◆ **Required action**
Return the lines beginning at the one that contains "of the ground" and continuing to the end of the entries, including both ends, exactly as written and nothing else.

Source material START

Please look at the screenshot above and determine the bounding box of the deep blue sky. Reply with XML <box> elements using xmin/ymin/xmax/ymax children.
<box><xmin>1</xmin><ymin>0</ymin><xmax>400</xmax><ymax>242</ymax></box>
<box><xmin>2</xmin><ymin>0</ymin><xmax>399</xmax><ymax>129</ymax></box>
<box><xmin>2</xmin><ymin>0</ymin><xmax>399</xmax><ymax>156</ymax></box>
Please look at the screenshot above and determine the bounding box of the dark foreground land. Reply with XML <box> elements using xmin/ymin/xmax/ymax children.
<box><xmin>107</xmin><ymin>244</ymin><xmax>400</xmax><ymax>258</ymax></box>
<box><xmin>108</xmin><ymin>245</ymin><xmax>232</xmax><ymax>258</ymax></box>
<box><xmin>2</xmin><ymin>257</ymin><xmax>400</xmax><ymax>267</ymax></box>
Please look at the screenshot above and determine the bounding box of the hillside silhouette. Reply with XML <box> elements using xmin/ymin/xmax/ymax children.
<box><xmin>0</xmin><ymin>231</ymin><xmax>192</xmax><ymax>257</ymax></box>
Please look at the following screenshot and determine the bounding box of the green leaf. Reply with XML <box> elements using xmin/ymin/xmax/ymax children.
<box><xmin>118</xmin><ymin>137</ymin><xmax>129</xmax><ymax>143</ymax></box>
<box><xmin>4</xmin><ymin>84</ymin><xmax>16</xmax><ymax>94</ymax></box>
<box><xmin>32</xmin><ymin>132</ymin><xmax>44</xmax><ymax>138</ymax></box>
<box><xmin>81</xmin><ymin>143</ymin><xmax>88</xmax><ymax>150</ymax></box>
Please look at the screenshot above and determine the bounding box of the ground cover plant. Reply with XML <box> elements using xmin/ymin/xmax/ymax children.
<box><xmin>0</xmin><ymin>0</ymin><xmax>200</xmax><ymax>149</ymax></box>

Source material END

◆ **Result below**
Please look at the screenshot above and determine the bounding box of the ground cover plant. Reply with XML <box> elements using xmin/ymin/xmax/ymax children.
<box><xmin>0</xmin><ymin>0</ymin><xmax>200</xmax><ymax>149</ymax></box>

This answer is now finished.